◆ **Provided information**:
= = = =

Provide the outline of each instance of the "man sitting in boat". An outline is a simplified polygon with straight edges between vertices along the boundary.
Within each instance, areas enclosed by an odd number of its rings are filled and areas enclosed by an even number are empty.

= = = =

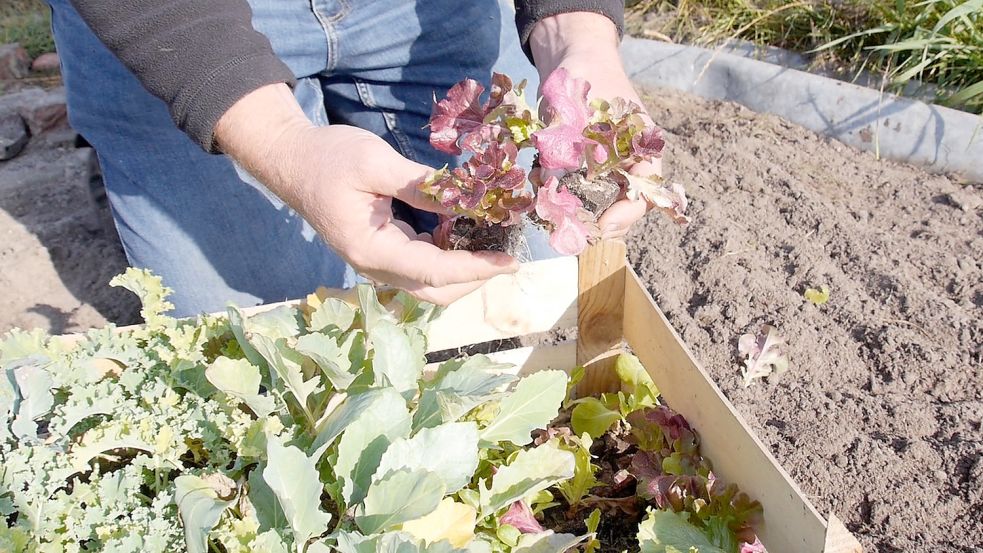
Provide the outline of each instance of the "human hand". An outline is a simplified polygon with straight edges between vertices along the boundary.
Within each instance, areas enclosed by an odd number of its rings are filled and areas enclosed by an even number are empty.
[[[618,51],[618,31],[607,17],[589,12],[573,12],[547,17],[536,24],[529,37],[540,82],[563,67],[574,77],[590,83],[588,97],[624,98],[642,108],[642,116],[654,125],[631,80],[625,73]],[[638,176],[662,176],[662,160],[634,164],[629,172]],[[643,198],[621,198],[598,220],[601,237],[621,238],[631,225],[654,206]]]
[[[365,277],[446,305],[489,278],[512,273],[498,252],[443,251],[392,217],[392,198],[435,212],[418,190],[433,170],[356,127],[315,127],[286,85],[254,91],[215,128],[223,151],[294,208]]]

= = = =

From the entries, report each line that includes the word "along".

Provide the outline of each instance of the "man sitting in boat". An outline is a simplified polygon with straight edges between vertices along the boundary.
Provide the outline of each instance of the "human hand". An outline is a simplified polygon with straight edges between vertices along the boundary.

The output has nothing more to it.